_Provided passage_:
════════
Re: ML-based indexing ("The Case for Learned Index Structures", a paper from Google)

From: Stefan Keller <sfkeller(at)gmail(dot)com>
To: Peter Geoghegan <pg(at)bowt(dot)ie>
Cc: "Jonah H(dot) Harris" <jonah(dot)harris(at)gmail(dot)com>, Chapman Flack <chap(at)anastigmatix(dot)net>, Andrey Borodin <x4mmm(at)yandex-team(dot)ru>, Oleg Ivanov <o(dot)ivanov(at)postgrespro(dot)ru>, Oleg Bartunov <obartunov(at)gmail(dot)com>, Nikolay Samokhvalov <samokhvalov(at)gmail(dot)com>, Pgsql Hackers <pgsql-hackers(at)postgresql(dot)org>
Subject: Re: ML-based indexing ("The Case for Learned Index Structures", a paper from Google)
Date: 2021-04-20 21:29:43
Message-ID: CAFcOn29U7X14d9ZcZDcsNJe6GadRtFTmeh7JkJJSG+rLTMuG7g@mail.gmail.com
Views: Raw Message | Whole Thread | Download mbox | Resend email
Thread:
Lists: pgsql-hackers

Just for the records: A learned index as no more foreknowledge about
the dataset as other indices.
════════
_Given information_:
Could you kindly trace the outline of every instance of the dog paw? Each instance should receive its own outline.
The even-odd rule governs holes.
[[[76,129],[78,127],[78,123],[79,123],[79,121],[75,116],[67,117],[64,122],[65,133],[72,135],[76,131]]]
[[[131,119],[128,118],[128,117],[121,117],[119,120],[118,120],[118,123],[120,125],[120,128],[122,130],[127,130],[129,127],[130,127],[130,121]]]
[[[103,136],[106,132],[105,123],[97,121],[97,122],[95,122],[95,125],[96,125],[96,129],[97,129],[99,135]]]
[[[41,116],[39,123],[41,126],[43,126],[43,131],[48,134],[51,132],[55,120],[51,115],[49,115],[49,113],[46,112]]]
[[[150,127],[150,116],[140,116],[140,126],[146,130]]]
════════
Reproduce the part of the mailing-list message on learned indexes that opens with the words containing "Date: 2021-04-20 21:29:43" and closes with "as other indices.".

_In response_:
Date: 2021-04-20 21:29:43
Message-ID: CAFcOn29U7X14d9ZcZDcsNJe6GadRtFTmeh7JkJJSG+rLTMuG7g@mail.gmail.com
Views: Raw Message | Whole Thread | Download mbox | Resend email
Thread:
Lists: pgsql-hackers

Just for the records: A learned index as no more foreknowledge about
the dataset as other indices.